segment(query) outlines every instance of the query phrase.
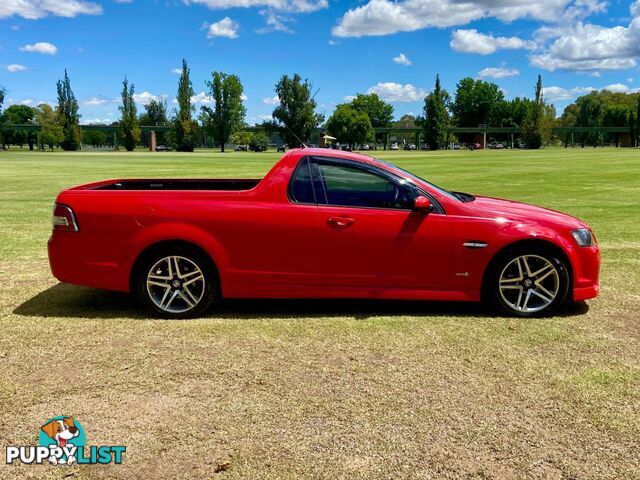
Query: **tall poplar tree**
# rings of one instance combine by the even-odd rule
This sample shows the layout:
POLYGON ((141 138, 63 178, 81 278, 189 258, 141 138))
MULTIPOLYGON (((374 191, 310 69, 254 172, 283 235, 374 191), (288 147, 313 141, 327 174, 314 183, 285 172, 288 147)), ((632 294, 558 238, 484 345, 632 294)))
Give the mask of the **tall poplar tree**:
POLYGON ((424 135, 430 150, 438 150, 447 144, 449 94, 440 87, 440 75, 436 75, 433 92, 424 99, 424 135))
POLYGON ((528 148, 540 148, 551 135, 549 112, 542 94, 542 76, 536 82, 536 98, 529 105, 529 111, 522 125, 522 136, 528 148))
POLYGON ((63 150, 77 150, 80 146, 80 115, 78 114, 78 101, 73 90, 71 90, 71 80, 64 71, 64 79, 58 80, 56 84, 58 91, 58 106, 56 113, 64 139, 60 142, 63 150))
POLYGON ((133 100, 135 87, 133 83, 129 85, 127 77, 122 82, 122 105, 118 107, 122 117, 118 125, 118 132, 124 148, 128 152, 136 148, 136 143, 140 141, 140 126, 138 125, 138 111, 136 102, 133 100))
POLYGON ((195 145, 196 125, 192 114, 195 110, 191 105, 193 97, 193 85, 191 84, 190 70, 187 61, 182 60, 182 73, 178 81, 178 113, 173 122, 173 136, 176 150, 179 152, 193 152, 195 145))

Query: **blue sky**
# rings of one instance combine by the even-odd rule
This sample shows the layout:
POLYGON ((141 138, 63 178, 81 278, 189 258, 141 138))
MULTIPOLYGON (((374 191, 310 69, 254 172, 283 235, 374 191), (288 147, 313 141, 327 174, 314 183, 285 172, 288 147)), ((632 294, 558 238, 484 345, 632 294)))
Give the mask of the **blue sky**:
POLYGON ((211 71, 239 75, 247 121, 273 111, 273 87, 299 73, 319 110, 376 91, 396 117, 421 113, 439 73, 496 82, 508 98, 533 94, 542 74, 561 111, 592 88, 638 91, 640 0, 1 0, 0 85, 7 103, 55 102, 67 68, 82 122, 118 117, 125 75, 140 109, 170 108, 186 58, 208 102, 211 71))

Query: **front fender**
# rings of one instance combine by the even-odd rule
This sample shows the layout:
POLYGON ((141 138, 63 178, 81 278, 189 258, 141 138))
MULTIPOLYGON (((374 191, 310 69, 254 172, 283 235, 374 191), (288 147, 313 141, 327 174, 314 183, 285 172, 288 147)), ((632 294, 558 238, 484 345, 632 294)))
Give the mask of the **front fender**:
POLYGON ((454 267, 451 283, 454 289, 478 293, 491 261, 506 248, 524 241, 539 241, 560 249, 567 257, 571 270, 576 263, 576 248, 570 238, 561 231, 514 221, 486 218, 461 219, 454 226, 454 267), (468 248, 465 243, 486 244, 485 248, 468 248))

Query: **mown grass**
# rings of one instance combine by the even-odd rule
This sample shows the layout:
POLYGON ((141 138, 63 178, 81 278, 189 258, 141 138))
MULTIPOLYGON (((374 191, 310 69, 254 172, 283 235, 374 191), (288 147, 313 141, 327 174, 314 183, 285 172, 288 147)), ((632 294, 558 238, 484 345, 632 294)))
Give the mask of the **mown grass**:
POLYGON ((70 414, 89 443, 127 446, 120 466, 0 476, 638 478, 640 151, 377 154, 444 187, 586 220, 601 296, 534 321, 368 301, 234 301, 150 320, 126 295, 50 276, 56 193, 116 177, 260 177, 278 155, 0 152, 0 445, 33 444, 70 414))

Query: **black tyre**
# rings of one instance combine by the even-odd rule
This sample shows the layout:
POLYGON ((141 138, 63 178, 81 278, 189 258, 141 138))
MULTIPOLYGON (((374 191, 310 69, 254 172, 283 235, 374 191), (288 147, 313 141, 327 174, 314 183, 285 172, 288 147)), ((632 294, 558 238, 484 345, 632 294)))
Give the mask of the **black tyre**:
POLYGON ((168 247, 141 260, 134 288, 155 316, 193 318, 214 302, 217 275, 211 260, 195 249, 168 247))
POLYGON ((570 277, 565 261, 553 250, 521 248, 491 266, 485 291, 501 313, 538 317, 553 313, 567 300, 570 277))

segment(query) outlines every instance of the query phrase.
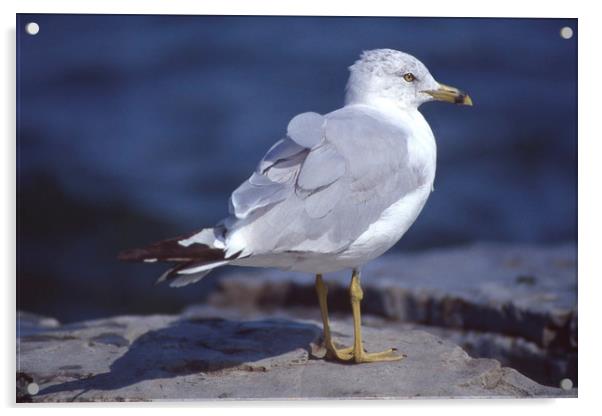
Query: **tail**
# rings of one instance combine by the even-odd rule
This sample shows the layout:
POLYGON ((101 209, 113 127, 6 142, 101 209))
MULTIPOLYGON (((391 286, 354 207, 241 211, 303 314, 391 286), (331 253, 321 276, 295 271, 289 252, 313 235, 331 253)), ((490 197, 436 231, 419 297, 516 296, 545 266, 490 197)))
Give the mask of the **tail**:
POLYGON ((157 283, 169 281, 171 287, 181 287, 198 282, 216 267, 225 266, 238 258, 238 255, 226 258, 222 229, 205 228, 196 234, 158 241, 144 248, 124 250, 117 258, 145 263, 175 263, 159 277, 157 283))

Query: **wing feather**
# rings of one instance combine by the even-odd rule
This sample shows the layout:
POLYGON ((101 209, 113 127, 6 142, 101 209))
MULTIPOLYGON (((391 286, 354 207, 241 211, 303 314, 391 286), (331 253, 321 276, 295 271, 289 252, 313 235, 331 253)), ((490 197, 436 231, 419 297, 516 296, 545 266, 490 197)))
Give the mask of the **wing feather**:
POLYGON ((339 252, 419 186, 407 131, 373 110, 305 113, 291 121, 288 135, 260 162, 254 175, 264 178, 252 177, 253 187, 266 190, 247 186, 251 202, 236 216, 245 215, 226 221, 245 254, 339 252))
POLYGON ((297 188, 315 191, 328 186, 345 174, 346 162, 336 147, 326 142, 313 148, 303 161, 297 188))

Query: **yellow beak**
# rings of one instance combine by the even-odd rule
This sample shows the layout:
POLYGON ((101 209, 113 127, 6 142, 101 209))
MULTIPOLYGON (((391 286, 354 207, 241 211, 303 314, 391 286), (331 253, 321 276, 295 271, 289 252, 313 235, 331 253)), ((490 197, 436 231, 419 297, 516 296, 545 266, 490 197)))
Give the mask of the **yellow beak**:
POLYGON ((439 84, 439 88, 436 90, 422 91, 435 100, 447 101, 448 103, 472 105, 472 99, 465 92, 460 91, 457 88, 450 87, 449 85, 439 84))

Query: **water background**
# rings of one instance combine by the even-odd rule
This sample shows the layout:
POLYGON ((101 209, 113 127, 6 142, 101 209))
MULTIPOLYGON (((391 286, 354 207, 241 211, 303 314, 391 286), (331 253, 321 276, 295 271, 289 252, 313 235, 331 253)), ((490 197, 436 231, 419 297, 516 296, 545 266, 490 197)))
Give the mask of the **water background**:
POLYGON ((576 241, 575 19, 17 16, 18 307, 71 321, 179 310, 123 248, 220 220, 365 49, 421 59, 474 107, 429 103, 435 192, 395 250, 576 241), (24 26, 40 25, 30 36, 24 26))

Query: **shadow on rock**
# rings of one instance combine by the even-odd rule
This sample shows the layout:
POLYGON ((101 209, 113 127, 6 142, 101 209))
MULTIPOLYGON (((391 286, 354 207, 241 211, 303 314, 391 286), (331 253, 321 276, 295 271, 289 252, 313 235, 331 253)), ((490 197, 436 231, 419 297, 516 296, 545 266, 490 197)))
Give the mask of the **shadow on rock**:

==

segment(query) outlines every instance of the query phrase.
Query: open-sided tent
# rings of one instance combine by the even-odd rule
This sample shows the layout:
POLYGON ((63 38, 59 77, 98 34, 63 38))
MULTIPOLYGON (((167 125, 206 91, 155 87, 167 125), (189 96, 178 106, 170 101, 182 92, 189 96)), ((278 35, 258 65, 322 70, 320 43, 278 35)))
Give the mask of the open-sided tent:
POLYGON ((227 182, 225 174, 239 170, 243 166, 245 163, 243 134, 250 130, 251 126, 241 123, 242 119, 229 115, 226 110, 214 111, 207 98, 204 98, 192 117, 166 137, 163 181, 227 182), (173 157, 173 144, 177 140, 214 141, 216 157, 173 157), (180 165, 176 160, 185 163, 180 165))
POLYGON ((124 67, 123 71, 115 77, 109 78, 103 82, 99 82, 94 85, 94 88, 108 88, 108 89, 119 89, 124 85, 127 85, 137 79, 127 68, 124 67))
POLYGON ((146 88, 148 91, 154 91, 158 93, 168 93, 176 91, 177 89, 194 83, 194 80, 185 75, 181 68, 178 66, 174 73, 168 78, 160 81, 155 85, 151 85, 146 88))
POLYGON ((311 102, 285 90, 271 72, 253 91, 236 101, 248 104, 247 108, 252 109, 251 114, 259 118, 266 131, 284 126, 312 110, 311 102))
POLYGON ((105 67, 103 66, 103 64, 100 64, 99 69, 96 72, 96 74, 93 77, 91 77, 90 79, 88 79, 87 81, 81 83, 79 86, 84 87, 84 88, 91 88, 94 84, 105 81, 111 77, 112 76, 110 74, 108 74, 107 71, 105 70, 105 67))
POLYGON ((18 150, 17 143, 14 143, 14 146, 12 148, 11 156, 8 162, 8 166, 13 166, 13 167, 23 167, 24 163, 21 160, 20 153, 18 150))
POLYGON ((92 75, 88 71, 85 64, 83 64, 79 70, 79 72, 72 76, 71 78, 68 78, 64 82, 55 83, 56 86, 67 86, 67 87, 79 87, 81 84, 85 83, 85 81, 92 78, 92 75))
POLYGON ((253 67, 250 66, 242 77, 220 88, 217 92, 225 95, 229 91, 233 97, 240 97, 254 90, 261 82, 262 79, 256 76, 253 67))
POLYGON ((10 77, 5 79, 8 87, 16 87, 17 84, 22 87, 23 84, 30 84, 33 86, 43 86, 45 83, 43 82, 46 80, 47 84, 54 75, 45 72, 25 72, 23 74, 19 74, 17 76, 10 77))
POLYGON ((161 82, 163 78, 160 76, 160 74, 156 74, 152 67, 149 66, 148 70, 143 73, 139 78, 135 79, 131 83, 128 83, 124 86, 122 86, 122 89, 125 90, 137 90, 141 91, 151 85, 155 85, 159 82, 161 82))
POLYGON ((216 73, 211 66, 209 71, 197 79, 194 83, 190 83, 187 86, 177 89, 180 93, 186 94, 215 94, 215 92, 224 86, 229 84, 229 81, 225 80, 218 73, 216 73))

---

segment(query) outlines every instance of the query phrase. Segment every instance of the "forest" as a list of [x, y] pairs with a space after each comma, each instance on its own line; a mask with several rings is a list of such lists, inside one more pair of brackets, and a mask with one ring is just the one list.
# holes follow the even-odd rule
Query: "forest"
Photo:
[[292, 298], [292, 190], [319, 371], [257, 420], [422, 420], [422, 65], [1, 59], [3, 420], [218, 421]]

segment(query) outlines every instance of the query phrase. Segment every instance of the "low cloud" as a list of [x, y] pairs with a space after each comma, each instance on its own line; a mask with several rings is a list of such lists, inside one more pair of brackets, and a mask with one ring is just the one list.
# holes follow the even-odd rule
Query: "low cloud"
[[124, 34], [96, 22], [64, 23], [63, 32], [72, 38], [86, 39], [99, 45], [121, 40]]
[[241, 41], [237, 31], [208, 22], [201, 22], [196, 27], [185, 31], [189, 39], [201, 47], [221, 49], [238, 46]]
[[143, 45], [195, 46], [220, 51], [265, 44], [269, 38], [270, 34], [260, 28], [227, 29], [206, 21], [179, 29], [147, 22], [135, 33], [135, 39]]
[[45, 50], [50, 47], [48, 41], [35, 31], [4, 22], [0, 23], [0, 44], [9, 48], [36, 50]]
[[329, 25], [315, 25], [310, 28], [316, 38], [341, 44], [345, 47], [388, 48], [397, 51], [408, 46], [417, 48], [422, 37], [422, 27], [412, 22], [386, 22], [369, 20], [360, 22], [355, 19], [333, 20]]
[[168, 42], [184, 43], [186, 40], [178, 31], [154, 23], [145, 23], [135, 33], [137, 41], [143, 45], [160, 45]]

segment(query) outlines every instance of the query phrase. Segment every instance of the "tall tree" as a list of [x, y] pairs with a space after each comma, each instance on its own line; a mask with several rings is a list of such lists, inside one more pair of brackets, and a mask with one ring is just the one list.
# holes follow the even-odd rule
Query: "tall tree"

Task brief:
Everything above from the line containing "Give the mask of the **water" down to the line containing "Give the mask of the **shadow" should be copied exactly, both end lines included, and nothing else.

Response area:
Give the mask of the **water background**:
POLYGON ((576 241, 575 19, 17 16, 18 307, 71 321, 179 310, 123 248, 220 220, 365 49, 421 59, 474 107, 429 103, 435 192, 395 250, 576 241), (24 26, 40 25, 30 36, 24 26))

Query: **shadow on rock**
# rings of one instance combine by the even-odd rule
This sample shows the layout:
POLYGON ((101 209, 113 127, 6 142, 101 209))
MULTIPOLYGON (((391 286, 354 207, 241 211, 303 314, 391 286), (331 253, 321 276, 295 271, 289 252, 313 235, 331 253)), ((490 197, 436 231, 419 297, 516 296, 545 266, 490 197)))
Give the mask of the **shadow on rock**:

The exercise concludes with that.